Prompt 1: In the forum thread about a new scam below, rewrite the passage from "## Pulaus (Jan" to "for more details.", renaming "Barbara Le Bacquer" as "Rose Colton" wherever it occurs.

START Excerpt provided

# A New Scam



## nehimama (Jun 18, 2005)

This is a new one for me.

"
Hi,

I am directed by the board of Visage model Management to inform you that we are interested in your profile picture on Facebook for the new
Samsung billboard advert in Charles de Gaulle international airport in France,Send a copy of your picture via email to Agent Rose Colton at ( [email protected] ) for more details about the new Samsung bill board advert and the payment you will receive.

Contract Period:12 MONTHS
Total Payment:$600,999.00

Visage Production/Models
Visage Models Management .© 1995-2019"

I think this is the photo they want:


----------



## GTX63 (Dec 13, 2016)

Don't wait, spend the money now!


----------



## dmm1976 (Oct 29, 2013)

They want that pic because Samsung stinks.


----------



## mreynolds (Jan 1, 2015)

Who gets the other dollar?


----------



## GTX63 (Dec 13, 2016)

Administrative costs.


----------



## Pulaus (Jan 24, 2021)

This is the one sent to me. 

Hi,

I am directed by the board of Visage model Management to inform you that we are interested in your profile picture for the new
Samsung billboard advert in Charles de Gaulle international airport in France,Send a copy of your picture via email to Agent Mrs Barbara Le Bacquer at ( [email protected] ) for more details about the new Samsung bill board advert and the payment you will receive.

Contract Period:12 MONTHS
Total Payment: $90,999.00
$85,000.00 After Tax =Averge of $7,000 PER MONTH

Email Mrs Barbara Le Bacquer for more details.

Visage Production/Models
Visage Models Management .© 1995-2021
----------------------------------------
This email and any files transmitted with it are confidential and intended solely for the use of the individual


----------



## HDRider (Jul 21, 2011)

Ah, They paid me over a million. The check is supposed to be deposited late next week


----------



## Anorwar (Feb 10, 2021)

Pulaus said:


> This is the one sent to me.
> 
> Hi,
> 
> ...


I received the exact same message in IG today!


HDRider said:


> Ah, They paid me over a million. The check is supposed to be deposited late next week


did it come?


----------



## HDRider (Jul 21, 2011)

Anorwar said:


> I received the exact same message in IG today!
> 
> did it come?


Give me your bank account number and I will split it with you.


----------



## georger (Sep 15, 2003)

I got something similar along with the email from the Nigerian prince. I’m expecting a bank deposit any day now! 🤣🤣🤪🤪


----------



## HDRider (Jul 21, 2011)

georger said:


> I got something similar along with the email from the Nigerian prince. I’m expecting a bank deposit any day now! 🤣🤣🤪🤪


I recently found out I am related to a Nigerian prince. Got an email from him telling me so


----------



## poppy (Feb 21, 2008)

I don't do facebook but if they wanted my picture it could only be for the comedy value.


----------

END Excerpt provided
START Information given

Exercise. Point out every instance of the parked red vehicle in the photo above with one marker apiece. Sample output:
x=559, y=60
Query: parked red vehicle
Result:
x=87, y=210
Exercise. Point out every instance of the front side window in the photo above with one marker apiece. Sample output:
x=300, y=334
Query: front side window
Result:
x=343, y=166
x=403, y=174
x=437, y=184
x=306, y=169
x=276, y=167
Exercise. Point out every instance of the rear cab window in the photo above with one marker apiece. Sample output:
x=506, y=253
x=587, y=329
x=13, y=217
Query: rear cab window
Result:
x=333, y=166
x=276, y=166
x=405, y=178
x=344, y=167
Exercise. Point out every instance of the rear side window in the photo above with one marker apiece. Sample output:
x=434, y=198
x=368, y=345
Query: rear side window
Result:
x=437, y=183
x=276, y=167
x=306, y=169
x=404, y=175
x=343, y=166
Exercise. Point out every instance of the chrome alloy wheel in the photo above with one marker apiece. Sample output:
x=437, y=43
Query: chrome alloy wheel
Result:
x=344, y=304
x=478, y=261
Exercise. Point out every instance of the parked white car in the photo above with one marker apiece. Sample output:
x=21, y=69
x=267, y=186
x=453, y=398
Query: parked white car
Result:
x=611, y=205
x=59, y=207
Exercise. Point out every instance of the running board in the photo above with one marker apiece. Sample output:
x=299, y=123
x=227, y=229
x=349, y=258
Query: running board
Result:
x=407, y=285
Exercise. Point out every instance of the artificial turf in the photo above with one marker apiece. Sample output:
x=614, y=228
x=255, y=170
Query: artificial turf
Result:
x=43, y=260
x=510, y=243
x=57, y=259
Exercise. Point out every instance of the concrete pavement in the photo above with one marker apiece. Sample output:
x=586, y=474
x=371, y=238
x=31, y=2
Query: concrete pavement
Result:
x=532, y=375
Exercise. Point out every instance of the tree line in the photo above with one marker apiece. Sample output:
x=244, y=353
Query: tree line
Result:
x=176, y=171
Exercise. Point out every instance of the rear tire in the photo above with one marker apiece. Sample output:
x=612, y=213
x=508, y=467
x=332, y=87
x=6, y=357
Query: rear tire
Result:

END Information given

Prompt 2: Reproduce the entries above word for word, starting at their first line and ending with the line that contains "x=87, y=210".

Correct output 1:
## Pulaus (Jan 24, 2021)

This is the one sent to me. 

Hi,

I am directed by the board of Visage model Management to inform you that we are interested in your profile picture for the new
Samsung billboard advert in Charles de Gaulle international airport in France,Send a copy of your picture via email to Agent Mrs Rose Colton at ( [email protected] ) for more details about the new Samsung bill board advert and the payment you will receive.

Contract Period:12 MONTHS
Total Payment: $90,999.00
$85,000.00 After Tax =Averge of $7,000 PER MONTH

Email Mrs Rose Colton for more details.

Correct output 2:
Exercise. Point out every instance of the parked red vehicle in the photo above with one marker apiece. Sample output:
x=559, y=60
Query: parked red vehicle
Result:
x=87, y=210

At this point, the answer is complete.